**本文抜粋**
= = = = = = =
紙に印刷した文字の文化を尊ぶ 文章教室と自費出版の明眸社

その出来事が起きたのは七歳ぐらいのときだった。南に面した広い廊下一杯に祖母が布団を広げて縫っていた。私は四歳違いの弟とそのあたりで遊んでいた、やがて祖母の仕事が一段落し、祖母はその場からいなくなった。間もなく、私は布団を踏んで廊下を通ろうとし、その際、足の裏に太い針が刺さってしまった。
私の叫びに祖母が飛んできた。慌てて針を抜こうとしたところ、針は折れ、足の中に先端が残ってしまった。
祖母は私を背負い、五百メートルほどのところに在る外科医院へ向かった。針がそんなところにあったのは、弟が針でなにか悪戯をしていたからではないかと思う。
= = = = = = =
**記録抜粋**

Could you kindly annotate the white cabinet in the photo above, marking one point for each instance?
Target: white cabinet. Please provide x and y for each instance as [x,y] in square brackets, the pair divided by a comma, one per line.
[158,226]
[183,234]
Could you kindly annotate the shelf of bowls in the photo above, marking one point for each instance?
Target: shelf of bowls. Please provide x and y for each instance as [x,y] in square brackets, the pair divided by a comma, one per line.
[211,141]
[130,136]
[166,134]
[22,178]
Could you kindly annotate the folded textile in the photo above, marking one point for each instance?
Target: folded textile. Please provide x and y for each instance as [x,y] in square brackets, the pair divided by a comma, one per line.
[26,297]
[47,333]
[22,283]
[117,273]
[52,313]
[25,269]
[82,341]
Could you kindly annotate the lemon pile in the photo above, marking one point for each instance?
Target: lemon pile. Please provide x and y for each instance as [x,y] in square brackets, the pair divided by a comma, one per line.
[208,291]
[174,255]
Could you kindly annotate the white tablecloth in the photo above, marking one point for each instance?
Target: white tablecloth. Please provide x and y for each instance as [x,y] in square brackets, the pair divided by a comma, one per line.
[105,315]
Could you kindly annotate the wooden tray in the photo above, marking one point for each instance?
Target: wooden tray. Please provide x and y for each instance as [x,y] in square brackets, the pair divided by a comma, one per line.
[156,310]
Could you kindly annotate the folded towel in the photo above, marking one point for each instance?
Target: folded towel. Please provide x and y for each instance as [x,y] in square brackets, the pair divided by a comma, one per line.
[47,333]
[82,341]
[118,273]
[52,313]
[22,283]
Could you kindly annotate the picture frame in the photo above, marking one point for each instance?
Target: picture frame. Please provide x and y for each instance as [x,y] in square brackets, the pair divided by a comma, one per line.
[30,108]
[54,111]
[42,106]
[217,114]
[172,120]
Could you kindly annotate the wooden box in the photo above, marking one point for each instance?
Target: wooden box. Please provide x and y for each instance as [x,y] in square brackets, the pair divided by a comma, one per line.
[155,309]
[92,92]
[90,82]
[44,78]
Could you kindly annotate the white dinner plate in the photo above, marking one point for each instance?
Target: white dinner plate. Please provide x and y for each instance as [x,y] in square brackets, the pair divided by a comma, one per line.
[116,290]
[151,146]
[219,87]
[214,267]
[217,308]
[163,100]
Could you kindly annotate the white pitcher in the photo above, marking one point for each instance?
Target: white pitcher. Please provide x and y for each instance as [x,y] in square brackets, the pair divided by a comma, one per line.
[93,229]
= = = = = = =
**課題内容**
上の本文抜粋のうち、「その出来事が起きたのは七歳ぐ」を含む語句で始まり「ていたからではないかと思う。」で終わる部分を、一字も変えずに書き出してください。

**解答**
その出来事が起きたのは七歳ぐらいのときだった。南に面した広い廊下一杯に祖母が布団を広げて縫っていた。私は四歳違いの弟とそのあたりで遊んでいた、やがて祖母の仕事が一段落し、祖母はその場からいなくなった。間もなく、私は布団を踏んで廊下を通ろうとし、その際、足の裏に太い針が刺さってしまった。
私の叫びに祖母が飛んできた。慌てて針を抜こうとしたところ、針は折れ、足の中に先端が残ってしまった。
祖母は私を背負い、五百メートルほどのところに在る外科医院へ向かった。針がそんなところにあったのは、弟が針でなにか悪戯をしていたからではないかと思う。